* **Task requirements**
Print the lines below verbatim, starting at the line that contains "Task: annotation of the stone paving." and continuing through the end of the rows.
*** Material
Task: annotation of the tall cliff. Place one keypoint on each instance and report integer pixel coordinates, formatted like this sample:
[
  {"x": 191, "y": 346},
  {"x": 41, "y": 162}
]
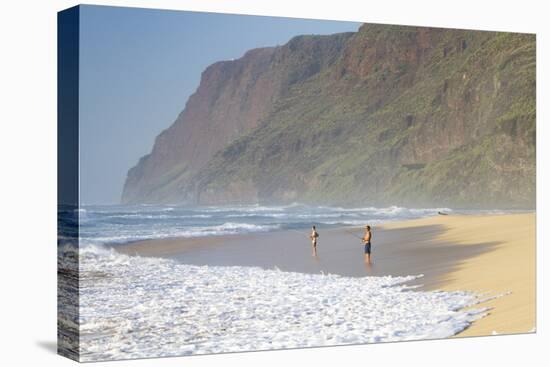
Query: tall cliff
[{"x": 387, "y": 115}]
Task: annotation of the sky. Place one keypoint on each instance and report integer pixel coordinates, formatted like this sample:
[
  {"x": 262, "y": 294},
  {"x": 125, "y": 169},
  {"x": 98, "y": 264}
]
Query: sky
[{"x": 139, "y": 66}]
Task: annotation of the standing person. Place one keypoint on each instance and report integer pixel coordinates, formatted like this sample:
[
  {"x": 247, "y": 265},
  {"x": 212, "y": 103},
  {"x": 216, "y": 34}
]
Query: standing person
[
  {"x": 314, "y": 235},
  {"x": 366, "y": 240}
]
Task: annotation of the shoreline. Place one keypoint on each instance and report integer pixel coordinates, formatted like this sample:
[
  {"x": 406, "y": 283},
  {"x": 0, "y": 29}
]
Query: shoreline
[{"x": 486, "y": 254}]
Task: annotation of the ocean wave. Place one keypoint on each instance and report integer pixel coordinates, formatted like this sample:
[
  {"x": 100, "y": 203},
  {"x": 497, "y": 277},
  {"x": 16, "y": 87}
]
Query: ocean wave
[
  {"x": 131, "y": 235},
  {"x": 128, "y": 304}
]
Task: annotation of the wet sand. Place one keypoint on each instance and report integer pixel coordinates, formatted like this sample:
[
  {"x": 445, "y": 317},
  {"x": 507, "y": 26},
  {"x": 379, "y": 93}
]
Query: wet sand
[{"x": 494, "y": 254}]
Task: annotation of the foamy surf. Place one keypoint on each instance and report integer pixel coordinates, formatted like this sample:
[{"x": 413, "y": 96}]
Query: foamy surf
[{"x": 133, "y": 307}]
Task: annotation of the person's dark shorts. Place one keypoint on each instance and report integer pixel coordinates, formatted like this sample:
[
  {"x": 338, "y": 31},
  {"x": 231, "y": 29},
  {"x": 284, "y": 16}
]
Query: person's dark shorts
[{"x": 367, "y": 248}]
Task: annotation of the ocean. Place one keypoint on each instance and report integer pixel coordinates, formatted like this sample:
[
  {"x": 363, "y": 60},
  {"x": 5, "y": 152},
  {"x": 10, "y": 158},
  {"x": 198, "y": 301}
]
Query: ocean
[{"x": 134, "y": 307}]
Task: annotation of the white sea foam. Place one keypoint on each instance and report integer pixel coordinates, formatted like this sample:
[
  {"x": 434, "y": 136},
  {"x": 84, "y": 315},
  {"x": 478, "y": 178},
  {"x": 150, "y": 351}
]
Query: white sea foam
[
  {"x": 124, "y": 235},
  {"x": 134, "y": 307}
]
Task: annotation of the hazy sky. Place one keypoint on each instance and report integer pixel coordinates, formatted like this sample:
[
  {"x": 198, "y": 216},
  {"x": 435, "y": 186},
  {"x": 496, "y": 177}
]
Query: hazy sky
[{"x": 139, "y": 66}]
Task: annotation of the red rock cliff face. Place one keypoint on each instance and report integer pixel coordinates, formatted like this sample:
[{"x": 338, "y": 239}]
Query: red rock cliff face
[
  {"x": 233, "y": 97},
  {"x": 387, "y": 115}
]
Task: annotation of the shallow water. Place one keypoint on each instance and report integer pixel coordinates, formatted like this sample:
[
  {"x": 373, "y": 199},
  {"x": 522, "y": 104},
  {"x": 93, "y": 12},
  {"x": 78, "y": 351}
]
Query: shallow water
[{"x": 133, "y": 307}]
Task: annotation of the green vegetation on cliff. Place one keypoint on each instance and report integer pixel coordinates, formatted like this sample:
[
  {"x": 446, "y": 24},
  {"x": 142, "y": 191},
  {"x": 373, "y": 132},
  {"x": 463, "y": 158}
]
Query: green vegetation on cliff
[{"x": 396, "y": 115}]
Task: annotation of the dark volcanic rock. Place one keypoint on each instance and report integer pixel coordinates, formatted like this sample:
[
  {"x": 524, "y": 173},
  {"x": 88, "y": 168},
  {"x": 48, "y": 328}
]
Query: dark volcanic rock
[{"x": 387, "y": 115}]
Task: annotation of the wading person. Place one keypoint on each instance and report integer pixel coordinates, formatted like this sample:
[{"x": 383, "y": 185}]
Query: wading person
[
  {"x": 366, "y": 240},
  {"x": 314, "y": 235}
]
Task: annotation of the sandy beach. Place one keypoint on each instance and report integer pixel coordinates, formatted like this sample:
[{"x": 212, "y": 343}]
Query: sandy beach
[{"x": 490, "y": 254}]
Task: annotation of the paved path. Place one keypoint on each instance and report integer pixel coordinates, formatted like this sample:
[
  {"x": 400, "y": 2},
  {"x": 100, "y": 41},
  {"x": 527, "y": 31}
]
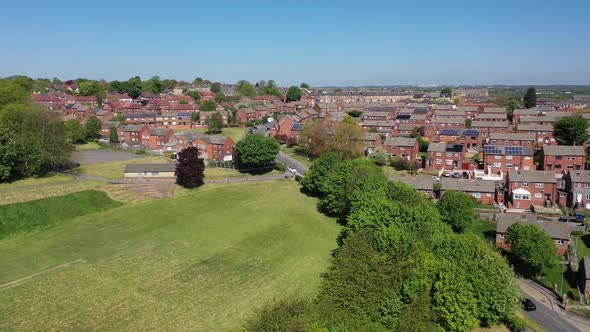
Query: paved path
[
  {"x": 549, "y": 314},
  {"x": 287, "y": 160}
]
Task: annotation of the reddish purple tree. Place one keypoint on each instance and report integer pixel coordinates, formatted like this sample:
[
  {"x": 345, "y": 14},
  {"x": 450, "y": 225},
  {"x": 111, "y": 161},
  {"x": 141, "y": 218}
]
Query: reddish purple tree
[{"x": 190, "y": 169}]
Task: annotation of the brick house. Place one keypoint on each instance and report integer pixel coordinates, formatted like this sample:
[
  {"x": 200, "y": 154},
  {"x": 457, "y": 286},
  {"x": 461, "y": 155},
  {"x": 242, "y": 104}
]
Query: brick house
[
  {"x": 467, "y": 137},
  {"x": 529, "y": 188},
  {"x": 560, "y": 158},
  {"x": 514, "y": 139},
  {"x": 577, "y": 187},
  {"x": 158, "y": 137},
  {"x": 543, "y": 133},
  {"x": 486, "y": 128},
  {"x": 558, "y": 231},
  {"x": 445, "y": 156},
  {"x": 484, "y": 191},
  {"x": 504, "y": 158},
  {"x": 403, "y": 147},
  {"x": 135, "y": 134},
  {"x": 215, "y": 147}
]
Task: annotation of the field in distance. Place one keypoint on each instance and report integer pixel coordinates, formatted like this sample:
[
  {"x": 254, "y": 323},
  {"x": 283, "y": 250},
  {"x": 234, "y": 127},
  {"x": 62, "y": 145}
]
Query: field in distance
[{"x": 203, "y": 261}]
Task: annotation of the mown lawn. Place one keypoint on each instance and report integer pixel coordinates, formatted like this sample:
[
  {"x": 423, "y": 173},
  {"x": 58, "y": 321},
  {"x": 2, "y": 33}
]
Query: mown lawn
[
  {"x": 37, "y": 181},
  {"x": 203, "y": 261},
  {"x": 43, "y": 213},
  {"x": 114, "y": 169}
]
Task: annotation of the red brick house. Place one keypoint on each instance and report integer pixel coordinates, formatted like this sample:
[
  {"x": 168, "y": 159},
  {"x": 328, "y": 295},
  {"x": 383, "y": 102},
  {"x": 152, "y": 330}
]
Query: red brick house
[
  {"x": 529, "y": 188},
  {"x": 403, "y": 147},
  {"x": 135, "y": 135},
  {"x": 560, "y": 158},
  {"x": 158, "y": 137},
  {"x": 484, "y": 191},
  {"x": 558, "y": 231},
  {"x": 577, "y": 187},
  {"x": 215, "y": 147},
  {"x": 514, "y": 139},
  {"x": 467, "y": 137},
  {"x": 504, "y": 158},
  {"x": 445, "y": 156}
]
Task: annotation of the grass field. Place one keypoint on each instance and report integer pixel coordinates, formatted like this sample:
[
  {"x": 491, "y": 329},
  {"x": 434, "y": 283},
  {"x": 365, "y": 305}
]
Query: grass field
[
  {"x": 204, "y": 261},
  {"x": 235, "y": 133},
  {"x": 37, "y": 181},
  {"x": 25, "y": 217},
  {"x": 114, "y": 169},
  {"x": 87, "y": 146}
]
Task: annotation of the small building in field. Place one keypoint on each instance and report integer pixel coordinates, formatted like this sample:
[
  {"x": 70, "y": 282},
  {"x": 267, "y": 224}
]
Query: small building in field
[{"x": 164, "y": 170}]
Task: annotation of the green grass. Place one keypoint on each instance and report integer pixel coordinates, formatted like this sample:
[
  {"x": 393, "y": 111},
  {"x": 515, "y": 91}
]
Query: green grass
[
  {"x": 483, "y": 228},
  {"x": 26, "y": 217},
  {"x": 87, "y": 146},
  {"x": 203, "y": 261},
  {"x": 37, "y": 181},
  {"x": 114, "y": 169}
]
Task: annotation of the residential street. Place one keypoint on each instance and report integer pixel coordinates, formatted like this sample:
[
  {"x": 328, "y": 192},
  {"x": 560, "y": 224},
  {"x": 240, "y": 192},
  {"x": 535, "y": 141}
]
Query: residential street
[{"x": 548, "y": 314}]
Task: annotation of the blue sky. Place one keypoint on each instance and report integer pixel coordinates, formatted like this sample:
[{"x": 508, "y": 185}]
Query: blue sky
[{"x": 319, "y": 42}]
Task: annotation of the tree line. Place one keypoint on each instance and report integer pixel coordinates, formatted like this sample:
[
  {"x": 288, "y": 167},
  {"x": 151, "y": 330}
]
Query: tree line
[{"x": 401, "y": 264}]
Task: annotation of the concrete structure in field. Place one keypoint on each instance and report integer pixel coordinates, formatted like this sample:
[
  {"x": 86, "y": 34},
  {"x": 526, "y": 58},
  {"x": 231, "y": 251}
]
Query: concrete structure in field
[{"x": 165, "y": 170}]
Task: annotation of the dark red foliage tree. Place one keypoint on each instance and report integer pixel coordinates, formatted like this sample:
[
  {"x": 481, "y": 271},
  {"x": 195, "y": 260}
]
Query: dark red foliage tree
[{"x": 190, "y": 169}]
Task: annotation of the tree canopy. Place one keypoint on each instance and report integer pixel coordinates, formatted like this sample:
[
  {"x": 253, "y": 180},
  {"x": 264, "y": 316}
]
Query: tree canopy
[
  {"x": 256, "y": 151},
  {"x": 571, "y": 130},
  {"x": 190, "y": 168},
  {"x": 530, "y": 98},
  {"x": 294, "y": 93}
]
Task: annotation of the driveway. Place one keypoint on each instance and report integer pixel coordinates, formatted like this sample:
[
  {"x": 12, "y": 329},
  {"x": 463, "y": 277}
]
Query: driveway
[{"x": 102, "y": 156}]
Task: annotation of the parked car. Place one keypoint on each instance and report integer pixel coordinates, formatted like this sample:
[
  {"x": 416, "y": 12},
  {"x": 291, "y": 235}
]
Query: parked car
[{"x": 529, "y": 305}]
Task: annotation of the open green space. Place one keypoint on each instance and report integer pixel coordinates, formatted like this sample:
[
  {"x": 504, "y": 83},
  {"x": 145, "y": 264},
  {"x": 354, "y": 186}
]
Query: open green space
[
  {"x": 43, "y": 213},
  {"x": 203, "y": 261},
  {"x": 114, "y": 169},
  {"x": 37, "y": 181}
]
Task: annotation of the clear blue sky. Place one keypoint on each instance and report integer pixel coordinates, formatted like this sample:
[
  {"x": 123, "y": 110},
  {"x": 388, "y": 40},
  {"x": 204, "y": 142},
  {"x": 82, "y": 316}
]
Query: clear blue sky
[{"x": 319, "y": 42}]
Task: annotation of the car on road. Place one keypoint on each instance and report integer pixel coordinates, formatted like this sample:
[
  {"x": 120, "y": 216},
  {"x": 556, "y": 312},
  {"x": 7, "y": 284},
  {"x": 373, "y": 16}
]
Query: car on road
[{"x": 529, "y": 305}]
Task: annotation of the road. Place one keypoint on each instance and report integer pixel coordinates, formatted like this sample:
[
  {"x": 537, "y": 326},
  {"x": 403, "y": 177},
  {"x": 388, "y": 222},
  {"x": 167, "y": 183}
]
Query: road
[
  {"x": 547, "y": 318},
  {"x": 287, "y": 160}
]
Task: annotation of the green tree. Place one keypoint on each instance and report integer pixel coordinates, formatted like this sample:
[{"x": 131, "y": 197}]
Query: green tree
[
  {"x": 113, "y": 135},
  {"x": 93, "y": 127},
  {"x": 531, "y": 245},
  {"x": 190, "y": 168},
  {"x": 75, "y": 131},
  {"x": 246, "y": 89},
  {"x": 446, "y": 92},
  {"x": 256, "y": 151},
  {"x": 208, "y": 106},
  {"x": 216, "y": 87},
  {"x": 530, "y": 98},
  {"x": 457, "y": 209},
  {"x": 571, "y": 130},
  {"x": 220, "y": 97},
  {"x": 214, "y": 124},
  {"x": 90, "y": 88},
  {"x": 294, "y": 94}
]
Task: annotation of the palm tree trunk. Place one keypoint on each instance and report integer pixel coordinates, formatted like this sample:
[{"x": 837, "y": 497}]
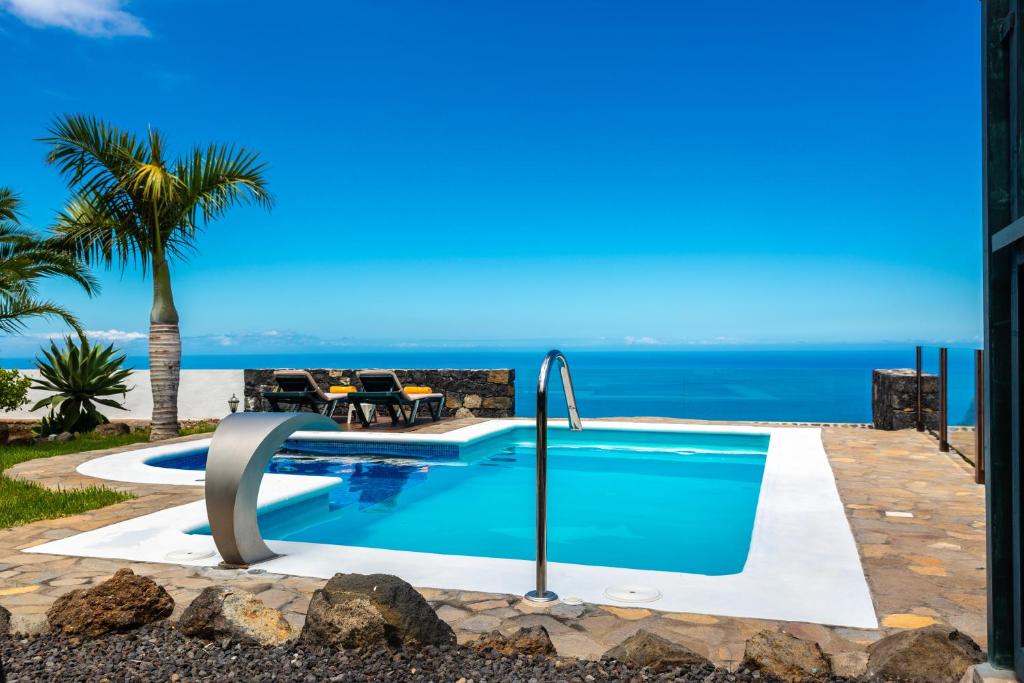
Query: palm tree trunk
[{"x": 165, "y": 355}]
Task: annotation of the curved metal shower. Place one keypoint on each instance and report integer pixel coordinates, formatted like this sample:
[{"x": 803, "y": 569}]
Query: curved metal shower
[{"x": 240, "y": 451}]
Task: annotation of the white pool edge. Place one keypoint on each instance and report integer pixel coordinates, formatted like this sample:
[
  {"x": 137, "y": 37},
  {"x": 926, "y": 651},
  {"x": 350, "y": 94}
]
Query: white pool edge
[{"x": 803, "y": 563}]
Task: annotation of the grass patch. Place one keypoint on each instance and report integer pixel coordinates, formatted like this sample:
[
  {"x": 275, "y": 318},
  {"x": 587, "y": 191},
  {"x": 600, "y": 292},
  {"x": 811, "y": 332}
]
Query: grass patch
[
  {"x": 24, "y": 502},
  {"x": 203, "y": 427}
]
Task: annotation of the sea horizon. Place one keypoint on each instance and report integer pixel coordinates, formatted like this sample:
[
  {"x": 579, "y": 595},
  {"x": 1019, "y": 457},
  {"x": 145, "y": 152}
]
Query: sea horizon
[{"x": 778, "y": 384}]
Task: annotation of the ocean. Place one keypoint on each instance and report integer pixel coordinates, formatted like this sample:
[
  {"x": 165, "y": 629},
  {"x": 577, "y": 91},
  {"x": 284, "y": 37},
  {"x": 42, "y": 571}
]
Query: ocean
[{"x": 805, "y": 385}]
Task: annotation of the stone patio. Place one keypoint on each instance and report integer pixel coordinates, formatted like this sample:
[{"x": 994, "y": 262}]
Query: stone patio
[{"x": 915, "y": 514}]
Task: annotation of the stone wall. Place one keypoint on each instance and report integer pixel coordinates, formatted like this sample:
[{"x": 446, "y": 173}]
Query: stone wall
[
  {"x": 481, "y": 393},
  {"x": 894, "y": 399}
]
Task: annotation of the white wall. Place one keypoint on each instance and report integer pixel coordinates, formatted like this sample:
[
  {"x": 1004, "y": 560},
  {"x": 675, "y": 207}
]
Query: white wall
[{"x": 203, "y": 394}]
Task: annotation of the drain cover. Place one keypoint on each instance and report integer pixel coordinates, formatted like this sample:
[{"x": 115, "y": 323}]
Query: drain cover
[
  {"x": 187, "y": 555},
  {"x": 633, "y": 593}
]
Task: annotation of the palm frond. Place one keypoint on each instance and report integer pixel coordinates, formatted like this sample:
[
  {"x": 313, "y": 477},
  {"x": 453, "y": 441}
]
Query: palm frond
[
  {"x": 14, "y": 311},
  {"x": 218, "y": 178}
]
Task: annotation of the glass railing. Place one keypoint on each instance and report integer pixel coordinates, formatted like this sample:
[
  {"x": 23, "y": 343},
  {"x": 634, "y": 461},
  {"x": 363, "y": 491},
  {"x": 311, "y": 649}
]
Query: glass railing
[{"x": 951, "y": 412}]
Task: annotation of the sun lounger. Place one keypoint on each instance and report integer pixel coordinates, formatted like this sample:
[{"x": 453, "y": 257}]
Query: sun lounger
[
  {"x": 299, "y": 390},
  {"x": 381, "y": 387}
]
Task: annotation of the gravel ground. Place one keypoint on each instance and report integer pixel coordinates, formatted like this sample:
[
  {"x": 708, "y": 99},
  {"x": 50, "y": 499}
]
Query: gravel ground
[{"x": 160, "y": 653}]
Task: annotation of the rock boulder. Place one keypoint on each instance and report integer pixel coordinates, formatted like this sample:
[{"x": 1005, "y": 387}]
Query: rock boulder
[
  {"x": 222, "y": 611},
  {"x": 647, "y": 649},
  {"x": 123, "y": 602},
  {"x": 112, "y": 428},
  {"x": 785, "y": 656},
  {"x": 933, "y": 654},
  {"x": 357, "y": 611},
  {"x": 531, "y": 640}
]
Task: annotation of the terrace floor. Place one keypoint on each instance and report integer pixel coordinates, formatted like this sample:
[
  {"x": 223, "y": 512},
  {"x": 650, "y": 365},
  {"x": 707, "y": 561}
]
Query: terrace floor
[{"x": 924, "y": 564}]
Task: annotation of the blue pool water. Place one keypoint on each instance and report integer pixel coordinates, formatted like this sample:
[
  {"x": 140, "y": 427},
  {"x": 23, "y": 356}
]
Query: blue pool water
[{"x": 675, "y": 502}]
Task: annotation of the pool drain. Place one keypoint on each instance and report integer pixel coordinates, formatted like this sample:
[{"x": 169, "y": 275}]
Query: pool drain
[
  {"x": 633, "y": 593},
  {"x": 187, "y": 555}
]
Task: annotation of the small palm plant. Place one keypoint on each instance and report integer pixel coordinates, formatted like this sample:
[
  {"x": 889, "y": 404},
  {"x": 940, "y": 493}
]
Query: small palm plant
[{"x": 81, "y": 376}]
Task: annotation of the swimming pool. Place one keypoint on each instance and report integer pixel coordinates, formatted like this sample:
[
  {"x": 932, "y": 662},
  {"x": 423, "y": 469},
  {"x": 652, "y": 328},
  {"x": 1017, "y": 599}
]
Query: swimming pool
[
  {"x": 715, "y": 519},
  {"x": 670, "y": 502}
]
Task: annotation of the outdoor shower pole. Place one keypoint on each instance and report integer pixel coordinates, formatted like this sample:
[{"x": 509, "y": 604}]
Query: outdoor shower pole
[
  {"x": 921, "y": 410},
  {"x": 943, "y": 400},
  {"x": 979, "y": 421},
  {"x": 542, "y": 594}
]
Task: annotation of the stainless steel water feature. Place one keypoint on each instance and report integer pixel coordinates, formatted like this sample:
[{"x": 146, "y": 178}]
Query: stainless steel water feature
[
  {"x": 240, "y": 451},
  {"x": 542, "y": 594}
]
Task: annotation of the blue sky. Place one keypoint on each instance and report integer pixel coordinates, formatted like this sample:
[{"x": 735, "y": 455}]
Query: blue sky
[{"x": 624, "y": 174}]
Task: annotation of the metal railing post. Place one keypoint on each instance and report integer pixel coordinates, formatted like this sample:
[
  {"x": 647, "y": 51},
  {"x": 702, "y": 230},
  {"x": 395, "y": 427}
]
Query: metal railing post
[
  {"x": 541, "y": 593},
  {"x": 921, "y": 396},
  {"x": 943, "y": 400},
  {"x": 979, "y": 419}
]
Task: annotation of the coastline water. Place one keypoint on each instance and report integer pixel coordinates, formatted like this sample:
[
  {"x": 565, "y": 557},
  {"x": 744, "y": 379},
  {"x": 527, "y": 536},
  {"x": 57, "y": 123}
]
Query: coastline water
[{"x": 804, "y": 385}]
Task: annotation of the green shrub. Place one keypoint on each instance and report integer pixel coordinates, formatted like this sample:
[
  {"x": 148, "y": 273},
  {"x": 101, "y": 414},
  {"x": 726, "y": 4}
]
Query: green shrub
[
  {"x": 81, "y": 376},
  {"x": 13, "y": 390}
]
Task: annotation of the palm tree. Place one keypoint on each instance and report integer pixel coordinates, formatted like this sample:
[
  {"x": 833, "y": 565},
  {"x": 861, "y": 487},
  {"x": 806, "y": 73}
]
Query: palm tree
[
  {"x": 132, "y": 205},
  {"x": 25, "y": 259}
]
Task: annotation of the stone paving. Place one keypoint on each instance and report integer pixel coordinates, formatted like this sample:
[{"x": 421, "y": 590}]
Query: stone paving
[{"x": 915, "y": 514}]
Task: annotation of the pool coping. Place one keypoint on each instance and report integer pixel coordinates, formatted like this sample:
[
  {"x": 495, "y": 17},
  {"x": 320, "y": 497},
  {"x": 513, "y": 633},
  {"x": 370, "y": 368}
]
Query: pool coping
[{"x": 803, "y": 563}]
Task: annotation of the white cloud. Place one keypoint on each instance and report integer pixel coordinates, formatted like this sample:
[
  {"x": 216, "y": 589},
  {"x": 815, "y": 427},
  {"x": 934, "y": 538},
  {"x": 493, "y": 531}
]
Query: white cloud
[
  {"x": 641, "y": 341},
  {"x": 88, "y": 17}
]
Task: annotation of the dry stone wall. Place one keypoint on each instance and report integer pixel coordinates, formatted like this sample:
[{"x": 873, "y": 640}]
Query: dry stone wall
[
  {"x": 480, "y": 393},
  {"x": 894, "y": 399}
]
******
* **Exercise result**
Task: annotation of the stone paving. Place one keypoint on each instance and report integer pixel coordinates, formatted like this sample:
[{"x": 421, "y": 590}]
Query: stone paving
[{"x": 915, "y": 514}]
Task: annotation of the pool coping. Place one keypoint on each instance and report integer pixel coordinates, formatted like this sample:
[
  {"x": 495, "y": 17},
  {"x": 320, "y": 497},
  {"x": 513, "y": 633},
  {"x": 370, "y": 368}
]
Query: pool coping
[{"x": 803, "y": 563}]
Task: annotation of the white cloud. Place one keypoint on each instance and report integer pixel coordinates, formatted like this sample:
[
  {"x": 216, "y": 589},
  {"x": 815, "y": 427},
  {"x": 934, "y": 538},
  {"x": 493, "y": 531}
]
Query: white cloud
[
  {"x": 641, "y": 341},
  {"x": 88, "y": 17}
]
Task: annotation of the dry stone wall. Place one keypoint on each instance and report integer pixel coordinates, formatted like this sample:
[{"x": 873, "y": 640}]
Query: dry stone wall
[
  {"x": 480, "y": 393},
  {"x": 894, "y": 399}
]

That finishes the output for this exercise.